> **TEKST ŹRÓDŁOWY**:
Wczesnym rankiem 19 września zauważyliśmy organizujący się już jaki taki ład na drodze, aż nagle, dojeżdżając do wsi odległej o czterdzieści kilometrów od Lwowa, zostaliśmy zatrzymani przez sowieckiego oficera. Rozkazał nam i majorowi Szoslandowi z rodziną opuścić samochody. Bez jakichkolwiek wyjaśnień polecił żołnierzom ustawić nas pod płotem ogradzającym mały wiejski domek, oznajmiając nam, że ojciec mój oraz major Szosland zostaną rozstrzelani. Matka płacząc, krzyknęła w rozpaczy: Jeśli wy choczietie strielat, tak strielajtie nas wsiech. Oficer zaskoczony dobrą znajomością języka mojej matki, zażądał, by pokazała dłonie. Kiedy dotknął, powiedział: Wy szto, bogaty pamieszczyki? Matka powiedziała: Ja uczytelnica muzyki. Trudno zgadnąć, co pomyślał oficer, co sprawiło, że kazał naszą grupę całą zaprowadzić do dwóch sąsiadujących ze sobą chałup. Popychani brutalnie, dowiedzieliśmy się, że jesteśmy aresztowani”.

 

  • Uciekliście państwo.


Jesteśmy we Lwowie. Dochodzimy – to jest bardzo charakterystyczne, co zostało w mojej pamięci – boso, bo nam się rozpadły nasze pantofelki. Wchodzimy do Lwowa. Pierwsza rzecz, na jaką zwracam uwagę, to zwisające z okien, balkonów czerwone flagi z sierpem i młotem. To było coś tak wstrząsającego, tak niespodziewanego, co zrozumiałam dopiero po parodniowym pobycie we Lwowie, że mnie to powaliło po prostu. Moja mama biedna się rozchorowała, miała tak poranione nogi, że w ogóle nie mogła dojść do siebie. Serce, wszystko się odbiło na jej zdrowiu. Ojciec musiał się ukrywać. Pierwsza rzecz – oczywiście zapuścił sobie brodę. Mam różne zdjęcia, może chciałby pan obejrzeć te zdjęcia?

  • Bardzo chętnie.

> **CZĘŚCI ĆWICZENIA**:
[A] Zbierz z rekordów wszystkie wiersze zawierające słowo „rear”, uwzględniając wielkość liter.
[B] Rozwiń wspomnienie o Lwowie, pisząc jego dalszy ciąg od ostatniego zdania.
Rekordy nie mają żadnego związku ze wspomnieniem o Lwowie.

> **DOSTARCZONE REKORDY**:

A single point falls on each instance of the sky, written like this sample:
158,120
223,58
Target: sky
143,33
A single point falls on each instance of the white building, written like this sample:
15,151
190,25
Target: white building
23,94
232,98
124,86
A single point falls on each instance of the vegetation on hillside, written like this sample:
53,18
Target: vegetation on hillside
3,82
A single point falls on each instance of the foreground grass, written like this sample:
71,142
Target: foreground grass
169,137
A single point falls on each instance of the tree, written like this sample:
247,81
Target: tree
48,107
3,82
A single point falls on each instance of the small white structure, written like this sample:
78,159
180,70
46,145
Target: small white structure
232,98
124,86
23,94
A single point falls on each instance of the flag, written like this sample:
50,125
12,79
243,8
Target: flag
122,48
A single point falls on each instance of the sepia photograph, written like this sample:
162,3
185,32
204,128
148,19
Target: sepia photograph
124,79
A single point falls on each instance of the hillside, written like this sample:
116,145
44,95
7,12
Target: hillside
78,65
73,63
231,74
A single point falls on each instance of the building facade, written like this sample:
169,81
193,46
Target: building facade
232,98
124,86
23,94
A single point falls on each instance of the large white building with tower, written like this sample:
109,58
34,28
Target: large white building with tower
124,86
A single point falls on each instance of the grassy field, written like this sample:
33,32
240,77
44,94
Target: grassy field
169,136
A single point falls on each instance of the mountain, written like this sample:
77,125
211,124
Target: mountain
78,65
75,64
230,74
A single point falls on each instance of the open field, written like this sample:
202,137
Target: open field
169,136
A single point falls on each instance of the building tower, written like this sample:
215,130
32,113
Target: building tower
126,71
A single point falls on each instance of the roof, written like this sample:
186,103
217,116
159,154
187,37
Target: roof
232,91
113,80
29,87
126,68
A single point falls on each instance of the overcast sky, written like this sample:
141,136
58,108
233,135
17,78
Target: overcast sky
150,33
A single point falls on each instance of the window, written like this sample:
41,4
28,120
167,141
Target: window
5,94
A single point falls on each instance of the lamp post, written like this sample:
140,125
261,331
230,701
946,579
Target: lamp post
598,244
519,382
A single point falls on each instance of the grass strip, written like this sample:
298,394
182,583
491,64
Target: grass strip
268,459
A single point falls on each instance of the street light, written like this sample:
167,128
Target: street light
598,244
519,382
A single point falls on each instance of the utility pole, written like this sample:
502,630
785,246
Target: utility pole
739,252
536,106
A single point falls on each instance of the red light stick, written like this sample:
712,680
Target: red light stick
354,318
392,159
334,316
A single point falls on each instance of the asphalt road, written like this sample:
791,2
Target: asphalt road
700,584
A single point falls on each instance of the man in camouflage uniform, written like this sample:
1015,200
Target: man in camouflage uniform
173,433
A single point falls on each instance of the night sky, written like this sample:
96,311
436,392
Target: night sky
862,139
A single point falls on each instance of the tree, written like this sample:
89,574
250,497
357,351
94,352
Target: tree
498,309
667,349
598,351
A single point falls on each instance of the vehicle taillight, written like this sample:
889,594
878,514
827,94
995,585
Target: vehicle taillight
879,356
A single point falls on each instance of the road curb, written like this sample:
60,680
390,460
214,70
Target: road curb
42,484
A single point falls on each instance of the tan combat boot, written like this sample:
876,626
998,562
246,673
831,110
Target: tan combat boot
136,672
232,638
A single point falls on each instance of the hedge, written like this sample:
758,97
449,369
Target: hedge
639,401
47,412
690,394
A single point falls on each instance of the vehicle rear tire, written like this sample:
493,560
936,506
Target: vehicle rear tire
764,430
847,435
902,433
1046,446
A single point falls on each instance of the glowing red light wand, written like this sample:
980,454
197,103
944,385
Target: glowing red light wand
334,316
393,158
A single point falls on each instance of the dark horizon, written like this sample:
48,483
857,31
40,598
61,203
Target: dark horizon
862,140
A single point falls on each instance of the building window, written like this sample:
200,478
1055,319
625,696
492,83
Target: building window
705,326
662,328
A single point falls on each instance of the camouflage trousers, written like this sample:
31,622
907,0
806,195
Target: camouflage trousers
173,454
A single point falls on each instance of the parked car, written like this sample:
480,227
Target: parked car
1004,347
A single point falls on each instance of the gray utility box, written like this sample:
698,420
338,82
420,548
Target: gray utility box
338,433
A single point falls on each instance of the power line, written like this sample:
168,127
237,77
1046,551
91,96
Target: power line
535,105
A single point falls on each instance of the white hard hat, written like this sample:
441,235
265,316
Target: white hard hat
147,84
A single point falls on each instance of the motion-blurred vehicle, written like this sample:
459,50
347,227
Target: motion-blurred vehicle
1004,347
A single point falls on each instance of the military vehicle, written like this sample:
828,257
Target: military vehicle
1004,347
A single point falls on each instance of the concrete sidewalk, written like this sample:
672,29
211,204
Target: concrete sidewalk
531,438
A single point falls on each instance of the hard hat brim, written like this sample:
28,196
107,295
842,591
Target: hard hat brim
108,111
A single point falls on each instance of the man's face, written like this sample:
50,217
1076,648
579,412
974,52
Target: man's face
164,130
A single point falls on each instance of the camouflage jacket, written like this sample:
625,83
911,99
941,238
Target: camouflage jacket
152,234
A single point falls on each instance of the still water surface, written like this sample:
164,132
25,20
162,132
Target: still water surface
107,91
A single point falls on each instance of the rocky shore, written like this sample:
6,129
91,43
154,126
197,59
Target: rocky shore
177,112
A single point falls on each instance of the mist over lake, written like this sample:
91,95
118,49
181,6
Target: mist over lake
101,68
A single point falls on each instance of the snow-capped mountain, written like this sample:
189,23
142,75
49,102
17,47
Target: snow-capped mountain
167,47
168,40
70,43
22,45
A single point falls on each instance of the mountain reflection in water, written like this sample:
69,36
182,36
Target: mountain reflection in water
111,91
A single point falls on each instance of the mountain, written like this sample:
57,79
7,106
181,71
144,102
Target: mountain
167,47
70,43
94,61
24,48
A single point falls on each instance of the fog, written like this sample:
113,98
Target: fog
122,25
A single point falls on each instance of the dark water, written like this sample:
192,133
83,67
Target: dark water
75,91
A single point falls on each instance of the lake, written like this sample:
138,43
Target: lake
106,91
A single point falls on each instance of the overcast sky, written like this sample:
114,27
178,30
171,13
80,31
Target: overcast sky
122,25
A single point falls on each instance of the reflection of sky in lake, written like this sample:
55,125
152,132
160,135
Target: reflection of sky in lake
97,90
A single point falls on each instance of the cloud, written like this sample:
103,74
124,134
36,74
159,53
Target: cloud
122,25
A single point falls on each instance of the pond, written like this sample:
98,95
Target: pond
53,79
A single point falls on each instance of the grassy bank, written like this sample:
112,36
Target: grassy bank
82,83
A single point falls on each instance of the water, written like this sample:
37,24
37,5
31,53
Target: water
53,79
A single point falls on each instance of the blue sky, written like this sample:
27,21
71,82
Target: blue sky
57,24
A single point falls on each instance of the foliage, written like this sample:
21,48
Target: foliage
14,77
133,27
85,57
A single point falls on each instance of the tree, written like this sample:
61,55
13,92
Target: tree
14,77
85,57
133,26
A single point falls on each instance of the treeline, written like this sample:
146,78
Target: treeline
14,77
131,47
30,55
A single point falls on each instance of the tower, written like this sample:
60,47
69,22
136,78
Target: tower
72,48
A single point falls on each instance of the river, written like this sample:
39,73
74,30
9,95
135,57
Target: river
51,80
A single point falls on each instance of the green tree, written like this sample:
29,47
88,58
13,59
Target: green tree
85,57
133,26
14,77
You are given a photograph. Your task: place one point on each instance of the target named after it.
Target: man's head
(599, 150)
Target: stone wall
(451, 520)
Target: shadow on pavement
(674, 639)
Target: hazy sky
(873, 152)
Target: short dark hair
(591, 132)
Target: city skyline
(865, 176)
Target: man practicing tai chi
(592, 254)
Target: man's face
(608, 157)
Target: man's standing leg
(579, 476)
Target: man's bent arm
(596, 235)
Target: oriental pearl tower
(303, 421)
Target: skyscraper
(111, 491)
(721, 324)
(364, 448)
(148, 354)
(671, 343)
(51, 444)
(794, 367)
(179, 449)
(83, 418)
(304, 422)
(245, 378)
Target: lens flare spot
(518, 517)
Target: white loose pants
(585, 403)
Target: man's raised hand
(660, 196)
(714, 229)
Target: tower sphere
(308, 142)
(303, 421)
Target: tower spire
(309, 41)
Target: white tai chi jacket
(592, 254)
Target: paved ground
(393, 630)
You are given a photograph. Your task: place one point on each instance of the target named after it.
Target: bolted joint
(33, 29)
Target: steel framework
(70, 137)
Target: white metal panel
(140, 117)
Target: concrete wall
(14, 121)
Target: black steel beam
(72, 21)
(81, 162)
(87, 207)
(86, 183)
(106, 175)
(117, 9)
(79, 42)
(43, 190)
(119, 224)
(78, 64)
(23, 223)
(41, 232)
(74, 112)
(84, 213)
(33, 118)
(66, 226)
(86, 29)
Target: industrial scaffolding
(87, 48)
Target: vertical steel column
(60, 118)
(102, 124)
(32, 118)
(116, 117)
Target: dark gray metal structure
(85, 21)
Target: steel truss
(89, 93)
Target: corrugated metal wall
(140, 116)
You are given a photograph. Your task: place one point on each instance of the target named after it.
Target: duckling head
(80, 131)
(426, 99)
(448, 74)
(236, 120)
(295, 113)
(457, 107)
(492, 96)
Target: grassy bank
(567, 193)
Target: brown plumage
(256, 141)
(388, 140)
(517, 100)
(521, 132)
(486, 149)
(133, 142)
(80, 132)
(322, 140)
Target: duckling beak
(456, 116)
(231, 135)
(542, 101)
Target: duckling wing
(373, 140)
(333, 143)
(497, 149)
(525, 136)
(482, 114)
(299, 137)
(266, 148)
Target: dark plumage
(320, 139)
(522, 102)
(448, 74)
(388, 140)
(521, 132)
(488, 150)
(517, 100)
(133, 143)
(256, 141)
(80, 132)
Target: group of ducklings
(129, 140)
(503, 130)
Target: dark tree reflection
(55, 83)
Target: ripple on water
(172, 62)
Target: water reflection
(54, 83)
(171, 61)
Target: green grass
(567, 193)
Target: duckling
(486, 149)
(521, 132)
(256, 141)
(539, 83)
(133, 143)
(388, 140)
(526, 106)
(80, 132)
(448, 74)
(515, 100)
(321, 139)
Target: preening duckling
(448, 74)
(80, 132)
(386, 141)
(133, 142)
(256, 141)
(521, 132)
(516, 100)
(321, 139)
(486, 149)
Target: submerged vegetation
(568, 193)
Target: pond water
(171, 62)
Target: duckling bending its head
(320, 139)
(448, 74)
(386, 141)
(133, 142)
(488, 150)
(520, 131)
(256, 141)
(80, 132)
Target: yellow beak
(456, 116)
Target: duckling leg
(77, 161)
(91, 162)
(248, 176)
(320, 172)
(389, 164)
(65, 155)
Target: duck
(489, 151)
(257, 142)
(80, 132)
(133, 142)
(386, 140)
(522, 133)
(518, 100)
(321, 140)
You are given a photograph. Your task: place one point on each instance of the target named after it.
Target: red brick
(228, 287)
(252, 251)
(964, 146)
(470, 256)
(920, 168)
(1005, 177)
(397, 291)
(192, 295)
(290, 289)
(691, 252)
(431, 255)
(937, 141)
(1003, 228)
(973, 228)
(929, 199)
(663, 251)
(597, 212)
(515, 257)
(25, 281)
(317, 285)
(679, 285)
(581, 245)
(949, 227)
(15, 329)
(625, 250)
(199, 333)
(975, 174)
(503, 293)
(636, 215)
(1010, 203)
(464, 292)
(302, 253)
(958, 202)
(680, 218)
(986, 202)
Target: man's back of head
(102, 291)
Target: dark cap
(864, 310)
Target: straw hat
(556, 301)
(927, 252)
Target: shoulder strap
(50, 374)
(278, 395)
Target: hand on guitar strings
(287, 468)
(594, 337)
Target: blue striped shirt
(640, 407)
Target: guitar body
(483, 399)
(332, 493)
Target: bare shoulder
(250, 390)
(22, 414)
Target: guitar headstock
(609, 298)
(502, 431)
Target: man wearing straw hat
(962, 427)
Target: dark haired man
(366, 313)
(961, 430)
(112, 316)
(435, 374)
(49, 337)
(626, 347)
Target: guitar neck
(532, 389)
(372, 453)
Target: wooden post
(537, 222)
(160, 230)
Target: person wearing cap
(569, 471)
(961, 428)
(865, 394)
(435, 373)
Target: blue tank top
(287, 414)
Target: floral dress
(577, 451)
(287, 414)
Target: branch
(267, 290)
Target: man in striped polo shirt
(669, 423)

> **ODPOWIEDZI DO ZADAŃ**:
[A]
A single point falls on each instance of the vehicle rear tire, written like this sample:
Target: vehicle rear tire

[B]
Ze Lwowa, właśnie ojciec jest z brodą, mama, bardzo smutne obydwie, rzeczywiście, trudno się dziwić. Co tu robić dalej? Ojciec w piwnicy, my na razie nie wychodzimy bez dokumentów. Nawet już sobie nie przypominam, jak to było z dokumentami. W każdym razie gołe i bose. Oczywiście nas poratowali przyjaciele mojego ojca. Ojciec, który był człowiekiem niesłychanie aktywnym w życiu, znajdującym w każdej sytuacji możliwość wyjścia i realizowania się, powiedział: „Zapisz się na uniwersytet”. Zapisałam się na uniwersytet, na polonistykę. To było straszne, dlatego że bardzo dużo było agentów usiłujących nawiązać kontakt. Na przykład był młody człowiek, który mnie koniecznie chciał odprowadzać do domu, a ja nie mogłam się zgodzić na to, bo ojciec siedział gdzieś w pobliżu, ukrywał się. Były takie zasadzki. Poza tym utrzymanie się przy życiu, to znaczy żeby nie być głodnym, żeby nie zmarznąć, ustawianie się w kolejkach po żywność, po ubranie. Jeszcze nie powiedziałam o tym, że jak ojciec wrócił z Sarn po hiobowej wiadomości o wkroczeniu Sowietów, nasi oficerowie, podoficerowie i w ogóle żołnierze dostali pensje półroczne, tak że myśmy mieli jakieś pieniądze. Za te pieniądze można było coś kupić, to jednak półroczna pensja majora. Mój ojciec miał status pułkownika ze względu na swoje stanowisko, to wystarczyło na razie na jakąś egzystencję. Po jakimś czasie… Chodziły różne straszne wieści, które doprowadzały nas do rozpaczy, bośmy wiedzieli… Zresztą nie muszę o tym mówić, bo wszyscy wiedzą, jak to się stało, jaka była nasza przyszłość. Zostaliśmy po prostu zaatakowani z dwóch stron, Polska stanęła w realnej rzeczywistości rozbiorów. Dochodziły różne wieści z tak zwanego Generalnego Gubernatorstwa, oczywiście pantoflową pocztą, przedostawali się ludzie przez świeżo zaznaczone granice. Ojciec stwierdził, że absolutnie nie zostaniemy pod władzą sowiecką, że z dwojga złego bezpieczniej będzie bardziej na zachód.

  • Kiedy państwo wyruszyli?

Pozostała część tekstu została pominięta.